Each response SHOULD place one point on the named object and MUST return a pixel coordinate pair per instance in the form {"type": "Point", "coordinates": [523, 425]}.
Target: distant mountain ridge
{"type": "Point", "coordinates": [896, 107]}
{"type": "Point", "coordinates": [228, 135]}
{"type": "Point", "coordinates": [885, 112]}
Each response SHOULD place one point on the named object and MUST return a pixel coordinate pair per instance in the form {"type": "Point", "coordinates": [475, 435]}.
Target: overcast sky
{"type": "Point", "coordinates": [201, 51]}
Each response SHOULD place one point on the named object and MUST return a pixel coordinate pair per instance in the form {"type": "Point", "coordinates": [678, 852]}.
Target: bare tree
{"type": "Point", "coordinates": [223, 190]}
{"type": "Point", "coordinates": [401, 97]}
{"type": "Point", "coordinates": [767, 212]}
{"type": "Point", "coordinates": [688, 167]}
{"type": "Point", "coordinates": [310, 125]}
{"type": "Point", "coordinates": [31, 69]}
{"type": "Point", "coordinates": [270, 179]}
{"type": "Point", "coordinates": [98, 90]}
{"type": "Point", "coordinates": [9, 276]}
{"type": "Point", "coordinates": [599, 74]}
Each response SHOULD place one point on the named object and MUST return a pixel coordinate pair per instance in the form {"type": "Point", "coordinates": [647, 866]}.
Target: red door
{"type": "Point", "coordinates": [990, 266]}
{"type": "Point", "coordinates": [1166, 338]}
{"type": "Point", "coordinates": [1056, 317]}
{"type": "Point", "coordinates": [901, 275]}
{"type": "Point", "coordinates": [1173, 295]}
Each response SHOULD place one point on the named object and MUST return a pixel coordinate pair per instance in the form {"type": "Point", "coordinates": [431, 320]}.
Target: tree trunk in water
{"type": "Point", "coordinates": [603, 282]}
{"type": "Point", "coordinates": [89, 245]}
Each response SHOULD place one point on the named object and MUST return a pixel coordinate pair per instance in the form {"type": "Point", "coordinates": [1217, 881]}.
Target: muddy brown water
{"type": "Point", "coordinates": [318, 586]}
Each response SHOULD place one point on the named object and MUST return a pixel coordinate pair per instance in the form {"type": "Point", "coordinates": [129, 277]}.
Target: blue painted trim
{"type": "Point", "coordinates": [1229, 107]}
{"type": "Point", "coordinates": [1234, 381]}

###

(Goal)
Please repeat the listing above in full and exactly.

(The completed task)
Each response SHOULD place one point on the named object and MUST return a pixel coordinate pair per instance in the form {"type": "Point", "coordinates": [523, 425]}.
Target: distant mountain ridge
{"type": "Point", "coordinates": [896, 107]}
{"type": "Point", "coordinates": [228, 135]}
{"type": "Point", "coordinates": [885, 112]}
Each response SHOULD place one point on the named object and MUST return a pixel coordinate pair per instance in the form {"type": "Point", "coordinates": [475, 435]}.
Target: overcast sky
{"type": "Point", "coordinates": [201, 51]}
Each response SHOULD place one point on the named object and MUST return a pixel coordinate pair per instance in the form {"type": "Point", "coordinates": [678, 852]}.
Target: bare tree
{"type": "Point", "coordinates": [223, 190]}
{"type": "Point", "coordinates": [401, 97]}
{"type": "Point", "coordinates": [767, 212]}
{"type": "Point", "coordinates": [688, 167]}
{"type": "Point", "coordinates": [310, 125]}
{"type": "Point", "coordinates": [31, 69]}
{"type": "Point", "coordinates": [270, 179]}
{"type": "Point", "coordinates": [98, 90]}
{"type": "Point", "coordinates": [9, 276]}
{"type": "Point", "coordinates": [599, 74]}
Each response SHOULD place one point on the named object and MUST return a pixel coordinate pair per instance in the form {"type": "Point", "coordinates": [647, 866]}.
Target: red door
{"type": "Point", "coordinates": [990, 266]}
{"type": "Point", "coordinates": [1166, 338]}
{"type": "Point", "coordinates": [1056, 317]}
{"type": "Point", "coordinates": [901, 275]}
{"type": "Point", "coordinates": [1173, 295]}
Each response SHOULD place one point on the named object and MUST return a pixel coordinate pair per instance in the form {"type": "Point", "coordinates": [431, 320]}.
Target: tree trunk in water
{"type": "Point", "coordinates": [603, 282]}
{"type": "Point", "coordinates": [89, 245]}
Each response SHOULD place one point on the named object and MUST return a pixel coordinate pair per instance in the form {"type": "Point", "coordinates": [1217, 881]}.
Target: muddy brown water
{"type": "Point", "coordinates": [318, 586]}
Each response SHOULD place one point on the named object and MUST return a pixel coordinate pair per instance in the form {"type": "Point", "coordinates": [129, 277]}.
Target: blue painted trim
{"type": "Point", "coordinates": [1229, 107]}
{"type": "Point", "coordinates": [1234, 381]}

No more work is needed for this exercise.